*Written problem*.
Please repeat the listing below line for line, with no changes.

Extracted data entries
• • •

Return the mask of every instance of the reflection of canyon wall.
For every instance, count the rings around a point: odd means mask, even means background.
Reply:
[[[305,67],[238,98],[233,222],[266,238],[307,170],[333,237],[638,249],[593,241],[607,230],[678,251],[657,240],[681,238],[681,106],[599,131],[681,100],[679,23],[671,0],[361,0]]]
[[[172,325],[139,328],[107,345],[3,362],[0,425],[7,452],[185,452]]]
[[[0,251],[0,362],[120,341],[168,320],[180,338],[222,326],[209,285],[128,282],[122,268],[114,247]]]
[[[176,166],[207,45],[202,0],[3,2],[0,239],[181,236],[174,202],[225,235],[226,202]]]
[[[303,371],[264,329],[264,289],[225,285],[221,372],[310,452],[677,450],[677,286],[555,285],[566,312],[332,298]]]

• • •

*Problem solution*.
Return the mask of every instance of the reflection of canyon wall.
For every instance, count the rings around a point: odd means mask, even means background.
Reply:
[[[305,67],[238,98],[233,222],[266,238],[307,170],[333,237],[638,249],[593,241],[607,230],[678,251],[657,240],[681,238],[681,106],[599,131],[681,100],[679,23],[671,0],[361,0]]]
[[[172,325],[139,328],[107,345],[3,362],[0,425],[7,452],[185,452]]]
[[[0,251],[0,362],[120,341],[168,320],[180,338],[222,326],[209,285],[128,282],[122,268],[114,247]]]
[[[176,166],[207,45],[202,0],[3,2],[0,239],[181,236],[174,202],[225,235],[226,202]]]
[[[303,371],[264,329],[264,289],[225,285],[221,372],[310,452],[677,450],[677,286],[555,285],[566,312],[332,298]]]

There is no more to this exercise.